#### [Task requirements]
Repeat the data below with every "camera-trap tally" replaced by "wildlife survey count", and change nothing else.

***** Provided records *****

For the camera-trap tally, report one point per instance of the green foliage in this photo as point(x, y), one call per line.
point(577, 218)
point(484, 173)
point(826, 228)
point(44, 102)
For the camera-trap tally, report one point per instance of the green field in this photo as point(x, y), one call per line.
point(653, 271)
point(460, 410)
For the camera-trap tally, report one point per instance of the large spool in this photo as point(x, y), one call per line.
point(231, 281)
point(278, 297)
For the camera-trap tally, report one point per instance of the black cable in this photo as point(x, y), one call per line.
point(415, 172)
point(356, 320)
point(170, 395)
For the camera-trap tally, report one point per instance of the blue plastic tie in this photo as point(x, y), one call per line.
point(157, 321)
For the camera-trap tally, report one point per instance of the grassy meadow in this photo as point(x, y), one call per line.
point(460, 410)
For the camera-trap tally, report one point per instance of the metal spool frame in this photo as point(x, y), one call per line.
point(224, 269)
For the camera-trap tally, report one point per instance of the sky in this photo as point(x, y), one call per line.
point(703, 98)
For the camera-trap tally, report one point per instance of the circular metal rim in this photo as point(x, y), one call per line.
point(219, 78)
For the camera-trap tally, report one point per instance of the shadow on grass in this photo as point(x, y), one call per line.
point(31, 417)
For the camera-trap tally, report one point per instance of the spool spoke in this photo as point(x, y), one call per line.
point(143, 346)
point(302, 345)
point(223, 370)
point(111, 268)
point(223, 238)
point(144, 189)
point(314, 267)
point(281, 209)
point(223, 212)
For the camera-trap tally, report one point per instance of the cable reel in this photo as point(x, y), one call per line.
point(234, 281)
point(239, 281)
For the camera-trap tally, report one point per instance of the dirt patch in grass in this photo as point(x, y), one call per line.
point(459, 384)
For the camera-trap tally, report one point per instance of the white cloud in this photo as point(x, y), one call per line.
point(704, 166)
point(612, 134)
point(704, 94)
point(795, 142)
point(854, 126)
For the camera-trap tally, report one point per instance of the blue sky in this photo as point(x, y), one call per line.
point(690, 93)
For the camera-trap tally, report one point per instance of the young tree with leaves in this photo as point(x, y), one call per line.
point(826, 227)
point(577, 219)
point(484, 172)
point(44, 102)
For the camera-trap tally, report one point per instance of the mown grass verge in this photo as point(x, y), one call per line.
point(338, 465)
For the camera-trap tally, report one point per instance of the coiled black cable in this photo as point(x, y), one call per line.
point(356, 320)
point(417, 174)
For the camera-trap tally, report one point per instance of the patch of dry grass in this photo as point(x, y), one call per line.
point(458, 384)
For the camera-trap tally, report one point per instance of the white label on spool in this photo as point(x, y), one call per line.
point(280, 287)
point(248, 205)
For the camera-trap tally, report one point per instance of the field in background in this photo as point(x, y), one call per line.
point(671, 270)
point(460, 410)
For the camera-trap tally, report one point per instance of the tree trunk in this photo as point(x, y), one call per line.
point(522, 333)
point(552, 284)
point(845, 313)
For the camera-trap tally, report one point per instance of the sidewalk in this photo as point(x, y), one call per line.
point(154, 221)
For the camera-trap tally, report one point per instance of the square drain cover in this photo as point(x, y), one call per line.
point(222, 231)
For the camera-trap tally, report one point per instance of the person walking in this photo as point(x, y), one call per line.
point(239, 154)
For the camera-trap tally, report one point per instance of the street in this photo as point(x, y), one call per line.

*****

#### [Finished task]
For the wildlife survey count, report one point per instance of the green foliage in this photo as point(x, y), one call per line.
point(577, 218)
point(484, 173)
point(826, 228)
point(44, 102)
For the wildlife survey count, report one point per instance of the green field in this photo as point(x, y), one call per line.
point(653, 271)
point(460, 410)
For the wildlife survey count, report one point per instance of the large spool in this photo as point(x, y), one call per line.
point(231, 281)
point(278, 297)
For the wildlife survey count, report one point per instance of the black cable in this photo as point(x, y), one call per line.
point(415, 172)
point(356, 320)
point(170, 395)
For the wildlife survey count, report one point per instance of the blue plastic tie in this photo as point(x, y), one call per line.
point(157, 321)
For the wildlife survey count, report one point per instance of the grassy meadow in this photo as point(x, y), one call per line.
point(460, 410)
For the wildlife survey count, report one point per instance of the metal spool frame in this photo as point(x, y), one call per line.
point(224, 269)
For the wildlife survey count, report one point per instance of the sky in this photo as point(x, y), one call per line.
point(703, 98)
For the wildlife survey count, report one point per instance of the circular metal rim in this photo as point(x, y), one call per line.
point(219, 78)
For the wildlife survey count, report one point per instance of the shadow on grass in this photo as point(x, y), one call per line.
point(31, 417)
For the wildlife survey count, report one point per instance of the spool spoke in this photo as point(x, y), one call per line.
point(143, 346)
point(302, 345)
point(223, 370)
point(111, 268)
point(223, 238)
point(144, 189)
point(314, 267)
point(281, 209)
point(223, 212)
For the wildlife survey count, report one point per instance of the cable reel in this photo as point(x, y), one call per line.
point(234, 281)
point(239, 281)
For the wildlife survey count, report one point per instance of the dirt patch in grass in this photo as point(x, y), one call per line.
point(459, 384)
For the wildlife survey count, report one point per instance of the white cloud in this photo as point(x, y), one call per line.
point(704, 166)
point(612, 134)
point(704, 94)
point(795, 142)
point(854, 126)
For the wildlife survey count, report one point per instance of the blue sky in this photo as point(x, y), one call per line.
point(690, 93)
For the wildlife survey count, report one point per instance of the young tree with leaves in this photo as point(x, y), one call per line.
point(826, 227)
point(577, 219)
point(484, 172)
point(44, 102)
For the wildlife survey count, report one point per instance of the mown grass verge in this photo as point(x, y), one call per line.
point(338, 465)
For the wildlife survey count, report one point per instance of the coiled black cable in this photo as point(x, y), one call per line.
point(356, 320)
point(417, 174)
For the wildlife survey count, report one point per instance of the patch of dry grass in this photo as point(x, y), one call per line.
point(458, 384)
For the wildlife survey count, report one point per instance of the white label on spool in this photo as point(x, y), one call per line.
point(280, 287)
point(248, 205)
For the wildlife survey count, report one point per instance of the field in background in this photo as point(x, y), one call per line.
point(671, 270)
point(460, 410)
For the wildlife survey count, report one point per instance of the tree trunk in this photo as point(x, y), one call per line.
point(522, 333)
point(552, 284)
point(845, 313)
For the wildlife survey count, report one point per instance of the sidewalk in this photo as point(x, y), one call per line.
point(154, 221)
For the wildlife survey count, report one point per instance of the square drain cover in this photo as point(x, y), one call per line.
point(222, 231)
For the wildlife survey count, report one point per instance of the person walking in this photo as point(x, y), one call per line.
point(239, 154)
For the wildlife survey count, report one point per instance of the street in this photo as point(x, y), one call per line.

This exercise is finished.